— start —

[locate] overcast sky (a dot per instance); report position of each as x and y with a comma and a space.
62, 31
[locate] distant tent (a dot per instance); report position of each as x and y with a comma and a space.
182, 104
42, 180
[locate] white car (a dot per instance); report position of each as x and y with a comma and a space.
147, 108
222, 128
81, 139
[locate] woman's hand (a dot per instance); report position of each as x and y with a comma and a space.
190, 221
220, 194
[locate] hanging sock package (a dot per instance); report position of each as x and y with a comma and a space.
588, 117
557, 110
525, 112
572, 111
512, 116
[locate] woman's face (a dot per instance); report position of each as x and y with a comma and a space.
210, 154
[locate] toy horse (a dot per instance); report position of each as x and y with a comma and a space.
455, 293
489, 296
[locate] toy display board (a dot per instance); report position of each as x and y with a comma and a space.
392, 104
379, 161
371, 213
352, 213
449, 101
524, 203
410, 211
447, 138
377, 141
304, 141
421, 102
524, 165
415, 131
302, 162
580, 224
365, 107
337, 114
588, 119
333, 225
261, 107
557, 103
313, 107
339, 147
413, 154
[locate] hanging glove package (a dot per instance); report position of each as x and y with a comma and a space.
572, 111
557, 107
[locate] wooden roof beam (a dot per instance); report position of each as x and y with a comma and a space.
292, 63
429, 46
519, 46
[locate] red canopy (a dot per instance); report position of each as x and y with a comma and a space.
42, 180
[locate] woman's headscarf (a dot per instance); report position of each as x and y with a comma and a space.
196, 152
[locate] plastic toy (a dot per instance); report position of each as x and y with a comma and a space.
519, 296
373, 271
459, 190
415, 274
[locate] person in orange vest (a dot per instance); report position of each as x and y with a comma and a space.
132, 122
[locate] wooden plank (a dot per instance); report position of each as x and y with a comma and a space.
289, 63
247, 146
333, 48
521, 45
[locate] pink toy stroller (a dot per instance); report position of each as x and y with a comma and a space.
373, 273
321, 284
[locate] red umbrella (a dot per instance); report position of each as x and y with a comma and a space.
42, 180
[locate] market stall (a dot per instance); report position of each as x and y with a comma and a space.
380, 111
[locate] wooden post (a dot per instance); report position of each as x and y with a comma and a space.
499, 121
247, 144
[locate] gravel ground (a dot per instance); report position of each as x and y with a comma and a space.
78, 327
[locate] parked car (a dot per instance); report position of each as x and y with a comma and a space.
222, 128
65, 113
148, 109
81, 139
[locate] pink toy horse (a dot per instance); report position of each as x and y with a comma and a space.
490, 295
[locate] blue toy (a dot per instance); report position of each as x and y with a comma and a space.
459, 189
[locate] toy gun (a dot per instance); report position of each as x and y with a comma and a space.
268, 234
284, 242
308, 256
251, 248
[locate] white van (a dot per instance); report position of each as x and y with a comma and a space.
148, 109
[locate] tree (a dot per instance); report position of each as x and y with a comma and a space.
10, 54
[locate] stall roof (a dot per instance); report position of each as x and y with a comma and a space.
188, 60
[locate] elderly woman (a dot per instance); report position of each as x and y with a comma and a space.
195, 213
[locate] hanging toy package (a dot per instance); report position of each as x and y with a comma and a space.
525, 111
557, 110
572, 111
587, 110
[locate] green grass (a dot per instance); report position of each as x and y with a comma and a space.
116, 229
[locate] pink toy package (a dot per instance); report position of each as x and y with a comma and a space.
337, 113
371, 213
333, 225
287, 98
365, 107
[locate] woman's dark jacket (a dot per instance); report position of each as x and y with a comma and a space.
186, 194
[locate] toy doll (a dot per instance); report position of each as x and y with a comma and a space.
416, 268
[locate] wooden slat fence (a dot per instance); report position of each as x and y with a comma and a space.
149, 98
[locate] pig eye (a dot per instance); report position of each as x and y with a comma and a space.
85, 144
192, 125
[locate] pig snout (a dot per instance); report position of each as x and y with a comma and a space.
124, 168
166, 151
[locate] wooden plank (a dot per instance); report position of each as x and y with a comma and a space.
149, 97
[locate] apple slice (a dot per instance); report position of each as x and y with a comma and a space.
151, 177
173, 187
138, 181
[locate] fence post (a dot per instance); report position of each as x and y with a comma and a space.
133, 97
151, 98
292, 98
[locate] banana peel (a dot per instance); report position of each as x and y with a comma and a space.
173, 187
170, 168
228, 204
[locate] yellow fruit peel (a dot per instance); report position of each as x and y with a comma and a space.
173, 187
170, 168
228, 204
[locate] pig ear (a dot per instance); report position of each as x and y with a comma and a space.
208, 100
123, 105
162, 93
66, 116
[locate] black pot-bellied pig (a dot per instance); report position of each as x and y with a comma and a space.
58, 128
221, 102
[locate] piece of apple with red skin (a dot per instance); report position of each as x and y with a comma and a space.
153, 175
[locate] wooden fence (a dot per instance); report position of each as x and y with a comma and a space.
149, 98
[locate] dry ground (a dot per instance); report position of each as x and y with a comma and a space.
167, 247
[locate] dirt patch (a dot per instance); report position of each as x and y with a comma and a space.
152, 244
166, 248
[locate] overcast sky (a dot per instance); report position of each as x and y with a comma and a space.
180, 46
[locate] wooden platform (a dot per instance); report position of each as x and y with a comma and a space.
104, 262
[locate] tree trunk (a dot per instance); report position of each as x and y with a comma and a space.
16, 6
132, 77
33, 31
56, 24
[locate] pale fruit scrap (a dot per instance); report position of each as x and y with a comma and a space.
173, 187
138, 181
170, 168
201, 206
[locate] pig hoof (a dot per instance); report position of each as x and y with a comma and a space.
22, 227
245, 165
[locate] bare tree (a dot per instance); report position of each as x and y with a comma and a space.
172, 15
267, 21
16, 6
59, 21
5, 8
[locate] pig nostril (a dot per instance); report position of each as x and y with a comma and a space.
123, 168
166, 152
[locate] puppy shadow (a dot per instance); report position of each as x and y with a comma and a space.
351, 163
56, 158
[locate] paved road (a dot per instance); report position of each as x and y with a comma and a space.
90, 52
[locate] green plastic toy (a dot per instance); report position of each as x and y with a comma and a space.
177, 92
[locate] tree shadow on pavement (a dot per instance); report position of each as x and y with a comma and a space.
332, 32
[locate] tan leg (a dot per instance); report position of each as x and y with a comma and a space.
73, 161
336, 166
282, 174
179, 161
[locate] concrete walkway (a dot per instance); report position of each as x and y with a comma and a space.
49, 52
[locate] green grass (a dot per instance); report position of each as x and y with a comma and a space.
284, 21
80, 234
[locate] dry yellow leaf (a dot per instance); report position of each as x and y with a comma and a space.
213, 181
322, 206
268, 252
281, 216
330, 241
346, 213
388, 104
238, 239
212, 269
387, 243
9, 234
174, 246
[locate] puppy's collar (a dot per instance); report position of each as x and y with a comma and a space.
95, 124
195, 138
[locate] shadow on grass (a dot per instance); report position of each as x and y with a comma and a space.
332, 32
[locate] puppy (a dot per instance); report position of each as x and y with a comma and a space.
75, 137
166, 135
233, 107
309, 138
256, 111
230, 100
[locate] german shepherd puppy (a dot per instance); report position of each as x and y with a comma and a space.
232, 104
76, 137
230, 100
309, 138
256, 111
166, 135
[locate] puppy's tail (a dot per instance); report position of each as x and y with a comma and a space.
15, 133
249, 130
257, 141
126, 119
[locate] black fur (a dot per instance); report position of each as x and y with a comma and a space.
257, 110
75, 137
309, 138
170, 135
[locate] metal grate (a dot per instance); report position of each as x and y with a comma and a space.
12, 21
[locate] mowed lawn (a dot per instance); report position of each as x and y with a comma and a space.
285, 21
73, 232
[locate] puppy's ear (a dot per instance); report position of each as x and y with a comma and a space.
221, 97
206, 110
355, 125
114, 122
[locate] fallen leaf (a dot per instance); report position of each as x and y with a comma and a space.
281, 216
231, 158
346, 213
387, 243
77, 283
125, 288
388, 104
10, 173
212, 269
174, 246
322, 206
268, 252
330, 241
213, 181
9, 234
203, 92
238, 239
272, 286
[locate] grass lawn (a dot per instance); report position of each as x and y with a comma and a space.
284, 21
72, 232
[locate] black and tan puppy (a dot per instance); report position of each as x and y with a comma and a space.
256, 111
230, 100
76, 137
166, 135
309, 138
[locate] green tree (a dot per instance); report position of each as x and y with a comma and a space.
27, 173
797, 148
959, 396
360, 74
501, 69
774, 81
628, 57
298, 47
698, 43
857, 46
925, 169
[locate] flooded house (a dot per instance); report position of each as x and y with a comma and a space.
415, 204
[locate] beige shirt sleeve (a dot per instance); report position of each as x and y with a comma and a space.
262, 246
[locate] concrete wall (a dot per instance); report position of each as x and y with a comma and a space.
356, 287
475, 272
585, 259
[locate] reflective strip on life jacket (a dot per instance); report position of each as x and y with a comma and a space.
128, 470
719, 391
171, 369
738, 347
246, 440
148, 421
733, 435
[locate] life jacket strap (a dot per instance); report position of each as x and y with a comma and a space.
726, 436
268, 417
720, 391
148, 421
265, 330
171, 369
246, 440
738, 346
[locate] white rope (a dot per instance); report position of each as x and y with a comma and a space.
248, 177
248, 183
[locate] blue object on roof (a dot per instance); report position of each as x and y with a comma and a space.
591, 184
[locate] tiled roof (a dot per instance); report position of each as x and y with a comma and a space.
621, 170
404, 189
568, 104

— end —

Begin with the line containing "[locate] life jacket" and repeat each line exactly until the records above end.

[locate] life jacket strap (a dot per instance); report position of each as x and y with a comma and a space.
726, 436
268, 417
720, 391
148, 421
265, 330
171, 369
246, 440
738, 346
[locate] white rope (a dot per instance); report position of each as x and y with a comma and a space.
248, 177
248, 183
[locate] blue object on roof (a dot per instance); report position of each as x and y with a comma and a space.
591, 184
[locate] tiled roof (a dot per instance); report position of each as x and y with a comma and a space.
621, 170
404, 189
568, 104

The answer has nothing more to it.